Exercise instructions
The entries below should be quoted exactly, with no pictures carried over.

Supplied entries
###
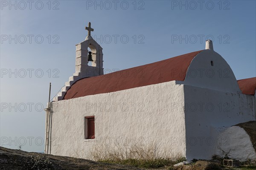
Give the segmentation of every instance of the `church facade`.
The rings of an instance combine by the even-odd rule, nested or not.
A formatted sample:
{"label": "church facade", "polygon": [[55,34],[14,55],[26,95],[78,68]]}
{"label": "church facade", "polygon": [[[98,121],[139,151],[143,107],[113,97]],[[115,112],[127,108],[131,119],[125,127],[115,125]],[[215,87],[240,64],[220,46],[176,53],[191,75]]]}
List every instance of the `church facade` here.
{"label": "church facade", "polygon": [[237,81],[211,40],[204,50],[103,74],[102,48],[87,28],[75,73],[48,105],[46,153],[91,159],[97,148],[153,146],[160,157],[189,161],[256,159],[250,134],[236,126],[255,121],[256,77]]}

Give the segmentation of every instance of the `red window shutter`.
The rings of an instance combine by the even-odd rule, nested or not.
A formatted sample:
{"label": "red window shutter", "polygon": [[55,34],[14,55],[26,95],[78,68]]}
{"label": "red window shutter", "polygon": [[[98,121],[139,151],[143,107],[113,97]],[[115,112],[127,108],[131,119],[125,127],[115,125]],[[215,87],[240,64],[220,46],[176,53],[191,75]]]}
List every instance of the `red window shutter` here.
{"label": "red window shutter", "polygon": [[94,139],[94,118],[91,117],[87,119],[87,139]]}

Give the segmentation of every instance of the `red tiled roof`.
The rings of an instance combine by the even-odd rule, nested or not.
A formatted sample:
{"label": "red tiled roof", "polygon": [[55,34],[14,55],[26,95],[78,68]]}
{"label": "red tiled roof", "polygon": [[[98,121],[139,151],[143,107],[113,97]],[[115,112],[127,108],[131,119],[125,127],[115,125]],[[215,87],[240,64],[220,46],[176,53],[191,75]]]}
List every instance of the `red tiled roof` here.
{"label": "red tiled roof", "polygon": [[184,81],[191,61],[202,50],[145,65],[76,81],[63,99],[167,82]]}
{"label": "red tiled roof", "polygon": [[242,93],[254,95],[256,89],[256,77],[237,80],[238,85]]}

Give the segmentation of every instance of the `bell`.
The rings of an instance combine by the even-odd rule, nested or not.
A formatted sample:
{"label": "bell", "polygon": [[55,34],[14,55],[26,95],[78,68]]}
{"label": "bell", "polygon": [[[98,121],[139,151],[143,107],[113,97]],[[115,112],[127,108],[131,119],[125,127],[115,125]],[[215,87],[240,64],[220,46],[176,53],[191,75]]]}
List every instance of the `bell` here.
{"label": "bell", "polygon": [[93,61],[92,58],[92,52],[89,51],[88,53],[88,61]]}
###
Answer to the exercise
Give the segmentation of every instance of the `church facade`.
The rings of an instance combine by the even-odd rule, nested or not.
A formatted sample:
{"label": "church facade", "polygon": [[55,34],[14,55],[26,95],[78,68]]}
{"label": "church facade", "polygon": [[[98,121],[139,151],[143,107],[113,97]],[[115,112],[127,108],[131,119],[125,127],[115,125]],[[215,87],[240,64],[220,46],[176,53],[191,75]]]}
List every instance of the `church facade` here.
{"label": "church facade", "polygon": [[237,81],[211,40],[204,50],[103,74],[102,48],[87,28],[75,73],[48,105],[46,153],[91,159],[97,148],[153,146],[160,157],[189,161],[256,159],[250,134],[236,126],[255,121],[256,77]]}

Give the segmentation of every instance of the `red window shutter`.
The rings of an instance combine by the even-odd rule, nested or not.
A formatted sample:
{"label": "red window shutter", "polygon": [[55,34],[14,55],[26,95],[78,68]]}
{"label": "red window shutter", "polygon": [[[98,121],[139,151],[143,107],[113,97]],[[115,112],[127,108],[131,119],[125,127],[115,125]],[[215,87],[240,64],[220,46],[176,53],[191,75]]]}
List every instance of the `red window shutter` here.
{"label": "red window shutter", "polygon": [[94,139],[94,118],[91,117],[87,119],[87,139]]}

Give the segmentation of every instance of the `red tiled roof`.
The rings of an instance combine by the even-odd rule, nested or not.
A formatted sample:
{"label": "red tiled roof", "polygon": [[55,34],[14,55],[26,95],[78,68]]}
{"label": "red tiled roof", "polygon": [[[98,121],[139,151],[143,107],[113,97]],[[115,112],[127,108],[131,119],[125,127],[115,125]],[[215,87],[240,64],[220,46],[176,53],[191,75]]]}
List every instance of the `red tiled roof` here.
{"label": "red tiled roof", "polygon": [[184,81],[191,61],[202,50],[145,65],[76,81],[63,99],[167,82]]}
{"label": "red tiled roof", "polygon": [[242,93],[254,95],[256,89],[256,77],[237,80],[238,85]]}

Give the segmentation of every instance of the `bell`.
The rings of an instance combine by the even-odd rule, nested or not.
A formatted sample:
{"label": "bell", "polygon": [[55,34],[14,55],[26,95],[78,68]]}
{"label": "bell", "polygon": [[[98,121],[139,151],[143,107],[113,97]],[[115,112],[127,108],[131,119],[125,127],[115,125]],[[215,87],[240,64],[220,46],[176,53],[191,75]]]}
List every instance of the `bell` here.
{"label": "bell", "polygon": [[93,61],[92,58],[92,52],[89,51],[88,53],[88,61]]}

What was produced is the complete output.